• Source data:

-- -- --

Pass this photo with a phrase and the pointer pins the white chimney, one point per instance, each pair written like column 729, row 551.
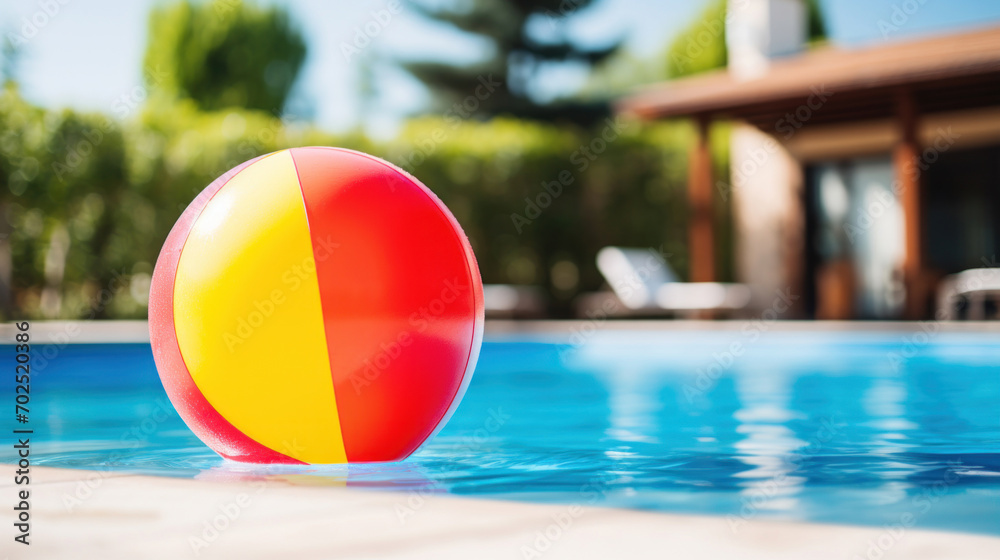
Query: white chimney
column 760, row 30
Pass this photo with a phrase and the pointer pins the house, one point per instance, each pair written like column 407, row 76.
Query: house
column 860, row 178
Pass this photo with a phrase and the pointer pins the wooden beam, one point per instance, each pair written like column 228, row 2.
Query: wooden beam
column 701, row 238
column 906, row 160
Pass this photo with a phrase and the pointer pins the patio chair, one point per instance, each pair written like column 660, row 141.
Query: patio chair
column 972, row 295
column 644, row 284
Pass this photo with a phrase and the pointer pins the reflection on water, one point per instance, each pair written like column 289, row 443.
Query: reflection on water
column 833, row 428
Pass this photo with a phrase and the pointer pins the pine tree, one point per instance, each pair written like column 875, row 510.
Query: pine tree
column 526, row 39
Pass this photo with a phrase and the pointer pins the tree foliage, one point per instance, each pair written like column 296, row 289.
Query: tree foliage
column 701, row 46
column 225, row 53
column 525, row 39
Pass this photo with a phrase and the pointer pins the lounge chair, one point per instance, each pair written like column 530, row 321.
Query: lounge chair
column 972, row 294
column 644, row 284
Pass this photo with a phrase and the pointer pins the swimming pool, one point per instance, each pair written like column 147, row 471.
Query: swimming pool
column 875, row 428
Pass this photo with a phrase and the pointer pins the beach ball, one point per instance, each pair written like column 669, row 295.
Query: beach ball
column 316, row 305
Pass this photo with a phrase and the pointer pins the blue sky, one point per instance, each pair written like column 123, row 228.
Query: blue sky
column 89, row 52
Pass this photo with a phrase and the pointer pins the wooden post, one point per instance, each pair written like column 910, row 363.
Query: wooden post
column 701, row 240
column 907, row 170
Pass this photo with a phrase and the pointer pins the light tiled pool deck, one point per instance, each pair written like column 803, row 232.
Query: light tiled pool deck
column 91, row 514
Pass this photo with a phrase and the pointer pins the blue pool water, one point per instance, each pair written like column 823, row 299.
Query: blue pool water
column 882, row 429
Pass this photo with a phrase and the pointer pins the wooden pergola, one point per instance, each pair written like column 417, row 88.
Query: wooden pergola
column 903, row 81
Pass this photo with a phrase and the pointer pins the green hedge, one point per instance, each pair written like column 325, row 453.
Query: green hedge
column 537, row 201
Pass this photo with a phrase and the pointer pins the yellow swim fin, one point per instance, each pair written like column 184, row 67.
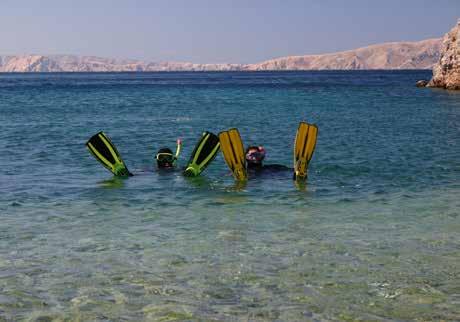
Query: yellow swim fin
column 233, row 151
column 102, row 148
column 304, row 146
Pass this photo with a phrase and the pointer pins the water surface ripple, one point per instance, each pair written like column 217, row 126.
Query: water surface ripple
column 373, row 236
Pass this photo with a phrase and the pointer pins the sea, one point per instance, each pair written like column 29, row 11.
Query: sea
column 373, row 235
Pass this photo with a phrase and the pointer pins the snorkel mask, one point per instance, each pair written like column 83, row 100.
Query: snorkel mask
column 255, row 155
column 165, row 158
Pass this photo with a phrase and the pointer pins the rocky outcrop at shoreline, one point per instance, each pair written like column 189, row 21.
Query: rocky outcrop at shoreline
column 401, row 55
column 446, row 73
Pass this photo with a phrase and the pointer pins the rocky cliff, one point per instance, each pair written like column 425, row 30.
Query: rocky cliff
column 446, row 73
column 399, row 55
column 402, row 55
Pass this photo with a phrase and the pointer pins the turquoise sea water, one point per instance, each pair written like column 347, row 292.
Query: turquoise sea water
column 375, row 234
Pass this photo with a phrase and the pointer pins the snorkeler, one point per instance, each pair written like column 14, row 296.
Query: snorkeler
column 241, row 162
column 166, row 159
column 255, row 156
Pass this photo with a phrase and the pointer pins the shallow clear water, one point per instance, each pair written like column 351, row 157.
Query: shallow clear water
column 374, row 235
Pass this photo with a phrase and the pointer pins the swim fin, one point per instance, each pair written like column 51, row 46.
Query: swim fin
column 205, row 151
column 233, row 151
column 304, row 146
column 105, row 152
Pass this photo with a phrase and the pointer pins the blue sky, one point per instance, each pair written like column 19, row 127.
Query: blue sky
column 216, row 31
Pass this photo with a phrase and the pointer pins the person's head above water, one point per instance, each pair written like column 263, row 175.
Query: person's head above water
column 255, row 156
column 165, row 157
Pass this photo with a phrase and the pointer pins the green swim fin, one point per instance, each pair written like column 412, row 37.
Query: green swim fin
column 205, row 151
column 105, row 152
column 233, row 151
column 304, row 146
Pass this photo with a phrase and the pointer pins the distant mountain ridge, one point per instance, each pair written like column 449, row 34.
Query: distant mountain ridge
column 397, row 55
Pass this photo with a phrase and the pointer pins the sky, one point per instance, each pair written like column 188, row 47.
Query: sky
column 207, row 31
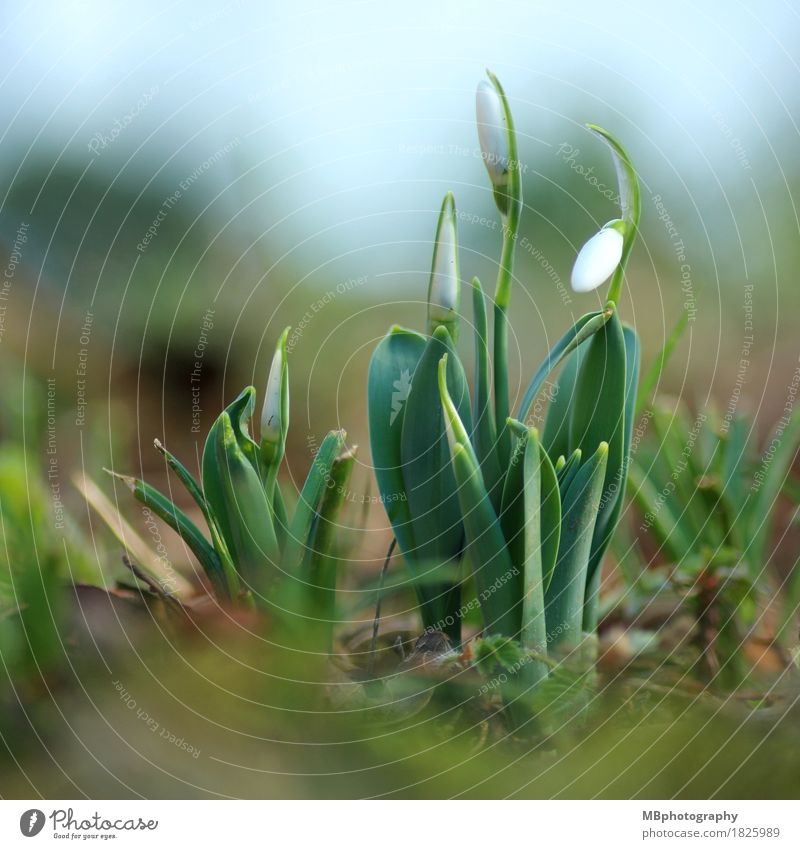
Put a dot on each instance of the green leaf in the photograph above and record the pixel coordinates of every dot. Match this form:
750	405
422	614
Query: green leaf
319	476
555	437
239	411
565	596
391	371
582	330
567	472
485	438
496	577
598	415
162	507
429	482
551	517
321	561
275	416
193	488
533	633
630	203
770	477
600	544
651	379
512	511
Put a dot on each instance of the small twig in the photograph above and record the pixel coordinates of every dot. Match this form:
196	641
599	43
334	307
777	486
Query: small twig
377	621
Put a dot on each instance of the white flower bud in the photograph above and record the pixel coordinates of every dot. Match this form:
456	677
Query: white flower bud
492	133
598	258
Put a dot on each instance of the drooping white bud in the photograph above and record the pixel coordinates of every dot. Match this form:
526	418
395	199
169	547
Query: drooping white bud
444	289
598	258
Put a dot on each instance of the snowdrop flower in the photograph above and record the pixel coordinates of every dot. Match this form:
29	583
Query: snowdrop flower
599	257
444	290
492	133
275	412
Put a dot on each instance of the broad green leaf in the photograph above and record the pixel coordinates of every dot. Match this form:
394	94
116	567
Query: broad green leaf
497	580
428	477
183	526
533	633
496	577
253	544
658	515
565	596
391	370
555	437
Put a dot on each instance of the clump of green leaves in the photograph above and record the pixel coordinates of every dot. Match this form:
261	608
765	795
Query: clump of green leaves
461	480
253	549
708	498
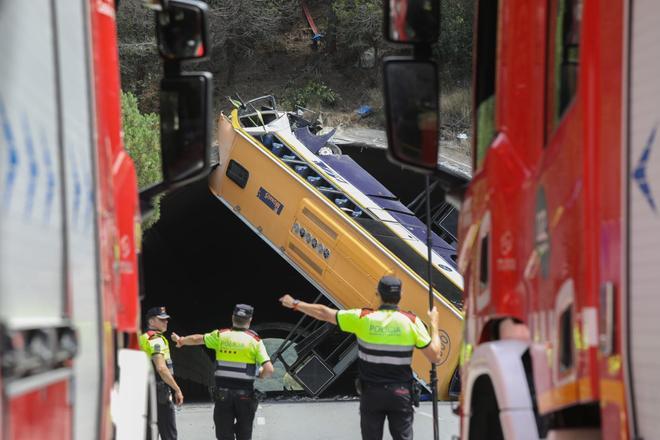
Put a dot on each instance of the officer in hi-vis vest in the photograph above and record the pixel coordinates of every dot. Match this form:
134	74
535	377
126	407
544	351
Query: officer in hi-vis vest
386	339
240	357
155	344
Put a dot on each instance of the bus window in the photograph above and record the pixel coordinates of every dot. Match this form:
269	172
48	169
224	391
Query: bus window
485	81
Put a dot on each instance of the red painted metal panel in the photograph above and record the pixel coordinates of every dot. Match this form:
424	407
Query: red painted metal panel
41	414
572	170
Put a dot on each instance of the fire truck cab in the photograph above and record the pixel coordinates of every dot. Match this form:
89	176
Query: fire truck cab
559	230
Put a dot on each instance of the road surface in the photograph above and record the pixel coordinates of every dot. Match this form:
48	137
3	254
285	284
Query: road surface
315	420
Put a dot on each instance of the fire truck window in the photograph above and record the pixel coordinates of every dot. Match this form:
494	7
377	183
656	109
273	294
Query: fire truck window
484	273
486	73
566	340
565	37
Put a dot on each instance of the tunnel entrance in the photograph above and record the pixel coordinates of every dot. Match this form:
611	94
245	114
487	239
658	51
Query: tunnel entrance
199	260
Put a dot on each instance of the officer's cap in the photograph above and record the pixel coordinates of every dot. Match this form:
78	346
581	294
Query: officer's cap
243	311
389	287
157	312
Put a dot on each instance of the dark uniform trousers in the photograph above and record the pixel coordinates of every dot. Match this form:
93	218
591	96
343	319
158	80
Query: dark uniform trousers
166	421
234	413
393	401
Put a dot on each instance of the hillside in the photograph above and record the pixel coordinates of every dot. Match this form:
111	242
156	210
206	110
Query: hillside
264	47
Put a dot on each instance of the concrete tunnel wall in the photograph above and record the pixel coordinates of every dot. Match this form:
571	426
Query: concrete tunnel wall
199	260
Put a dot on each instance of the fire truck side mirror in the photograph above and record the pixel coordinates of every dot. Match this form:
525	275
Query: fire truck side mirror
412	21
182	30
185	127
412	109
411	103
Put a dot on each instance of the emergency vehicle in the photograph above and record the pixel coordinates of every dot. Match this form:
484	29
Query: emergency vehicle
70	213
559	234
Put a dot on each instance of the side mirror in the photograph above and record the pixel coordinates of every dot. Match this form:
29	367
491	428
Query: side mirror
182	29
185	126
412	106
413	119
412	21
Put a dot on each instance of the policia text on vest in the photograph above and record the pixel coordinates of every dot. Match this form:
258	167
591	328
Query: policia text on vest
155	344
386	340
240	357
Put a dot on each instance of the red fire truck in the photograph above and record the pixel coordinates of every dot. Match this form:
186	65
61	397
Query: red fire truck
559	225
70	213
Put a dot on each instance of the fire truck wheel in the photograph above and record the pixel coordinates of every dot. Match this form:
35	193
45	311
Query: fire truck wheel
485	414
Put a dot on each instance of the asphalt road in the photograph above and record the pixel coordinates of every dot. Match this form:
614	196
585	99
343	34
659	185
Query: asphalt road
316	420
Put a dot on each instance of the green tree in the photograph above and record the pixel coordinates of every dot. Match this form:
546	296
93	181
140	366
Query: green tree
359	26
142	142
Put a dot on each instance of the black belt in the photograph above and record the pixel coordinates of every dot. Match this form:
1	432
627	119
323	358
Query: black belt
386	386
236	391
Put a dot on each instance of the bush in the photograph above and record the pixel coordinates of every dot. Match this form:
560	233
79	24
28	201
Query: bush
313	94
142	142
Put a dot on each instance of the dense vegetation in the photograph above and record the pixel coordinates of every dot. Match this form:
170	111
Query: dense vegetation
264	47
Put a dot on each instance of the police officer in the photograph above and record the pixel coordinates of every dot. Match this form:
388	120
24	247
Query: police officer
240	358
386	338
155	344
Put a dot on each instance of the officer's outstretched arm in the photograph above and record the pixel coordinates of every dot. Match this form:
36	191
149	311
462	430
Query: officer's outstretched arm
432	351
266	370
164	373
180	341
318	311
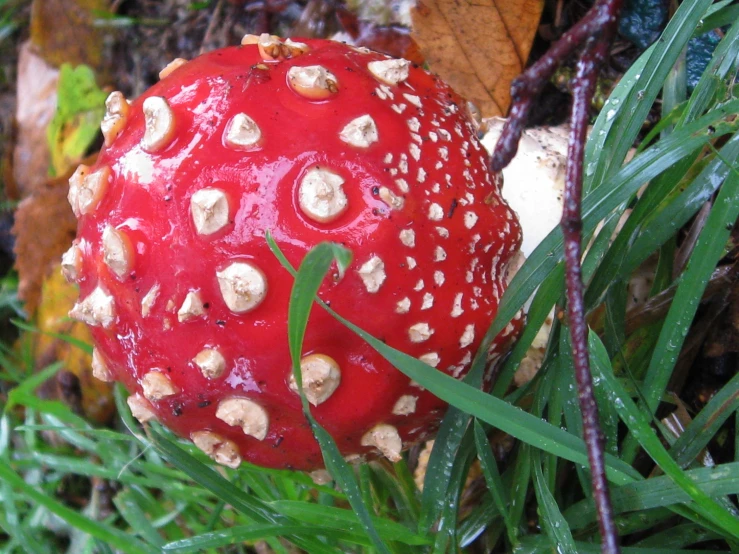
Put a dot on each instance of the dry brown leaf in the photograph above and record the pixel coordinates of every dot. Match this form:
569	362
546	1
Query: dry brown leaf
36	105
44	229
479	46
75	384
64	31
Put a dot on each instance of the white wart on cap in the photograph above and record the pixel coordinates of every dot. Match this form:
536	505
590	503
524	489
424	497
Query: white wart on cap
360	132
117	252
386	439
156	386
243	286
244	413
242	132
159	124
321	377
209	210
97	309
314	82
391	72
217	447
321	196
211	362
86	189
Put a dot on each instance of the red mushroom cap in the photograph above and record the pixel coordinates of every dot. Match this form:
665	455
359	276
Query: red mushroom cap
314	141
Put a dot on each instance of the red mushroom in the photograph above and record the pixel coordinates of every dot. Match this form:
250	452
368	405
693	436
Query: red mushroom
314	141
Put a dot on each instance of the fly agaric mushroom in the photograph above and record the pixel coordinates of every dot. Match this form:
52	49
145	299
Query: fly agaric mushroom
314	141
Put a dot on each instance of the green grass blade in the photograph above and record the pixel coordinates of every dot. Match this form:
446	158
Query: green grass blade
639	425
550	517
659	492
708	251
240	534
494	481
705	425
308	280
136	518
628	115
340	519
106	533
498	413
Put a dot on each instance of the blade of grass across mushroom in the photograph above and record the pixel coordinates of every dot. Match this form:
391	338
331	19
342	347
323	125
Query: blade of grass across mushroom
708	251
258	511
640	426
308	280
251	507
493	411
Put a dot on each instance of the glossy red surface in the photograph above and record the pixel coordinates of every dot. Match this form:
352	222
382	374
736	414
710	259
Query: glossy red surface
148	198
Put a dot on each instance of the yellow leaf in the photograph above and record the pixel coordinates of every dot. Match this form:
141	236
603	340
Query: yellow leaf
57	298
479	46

-- -- --

• Work to complete:
Copy everything above from the line holding "184, row 67." down to the line holding "83, row 100.", both ends included, exactly as it stands and without the pictures.

• Task output:
Pass this photo with a phrase and the pointer pins the yellow swim fin, one point per instance, each pair written like column 184, row 67.
Query: yellow swim fin
column 233, row 151
column 102, row 148
column 304, row 146
Pass this photo with a phrase and the pointer pins the water surface ripple, one point per instance, each pair written like column 217, row 126.
Query: water surface ripple
column 373, row 236
Pass this photo with a phrase and the pointer pins the sea, one point per instance, each pair written like column 29, row 11.
Query: sea
column 373, row 235
Pass this photo with a phrase and the pointer pins the snorkel mask, one point per instance, each pair written like column 83, row 100.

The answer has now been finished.